What you should do: Copy out each line of the data below in which the string "clicks" appears.

Given information:
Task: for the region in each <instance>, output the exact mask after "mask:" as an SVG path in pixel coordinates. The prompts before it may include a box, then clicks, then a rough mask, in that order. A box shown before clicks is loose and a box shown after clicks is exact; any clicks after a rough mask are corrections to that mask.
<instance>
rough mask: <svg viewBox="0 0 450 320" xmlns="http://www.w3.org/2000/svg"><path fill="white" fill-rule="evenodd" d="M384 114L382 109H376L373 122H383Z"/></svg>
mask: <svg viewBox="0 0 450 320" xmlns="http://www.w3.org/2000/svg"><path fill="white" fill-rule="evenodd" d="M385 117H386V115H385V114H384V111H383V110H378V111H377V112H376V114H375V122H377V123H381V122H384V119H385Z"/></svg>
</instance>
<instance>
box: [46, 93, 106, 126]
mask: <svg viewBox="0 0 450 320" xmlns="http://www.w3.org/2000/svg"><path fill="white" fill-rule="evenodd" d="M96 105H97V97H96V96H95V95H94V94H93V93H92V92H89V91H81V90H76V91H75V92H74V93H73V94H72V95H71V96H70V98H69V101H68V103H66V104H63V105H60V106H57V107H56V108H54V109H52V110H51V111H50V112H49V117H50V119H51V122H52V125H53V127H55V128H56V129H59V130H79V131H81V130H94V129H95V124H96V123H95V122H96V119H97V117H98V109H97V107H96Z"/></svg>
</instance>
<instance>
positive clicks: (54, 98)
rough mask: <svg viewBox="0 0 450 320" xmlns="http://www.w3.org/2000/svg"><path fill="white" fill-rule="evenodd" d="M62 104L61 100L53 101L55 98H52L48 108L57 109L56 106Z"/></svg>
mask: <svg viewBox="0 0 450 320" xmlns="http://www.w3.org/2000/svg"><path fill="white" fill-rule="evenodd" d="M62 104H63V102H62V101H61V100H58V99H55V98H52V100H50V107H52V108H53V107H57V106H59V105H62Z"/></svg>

Task response:
Task: for the region in each <instance>, output the exact mask after "mask:" as an SVG path in pixel coordinates. The prompts before it may include a box, then clicks, then a rough mask, in that order. A box shown before clicks is loose and a box shown after clicks is exact; any clicks after a rough mask are corrections to that mask.
positive clicks: (54, 98)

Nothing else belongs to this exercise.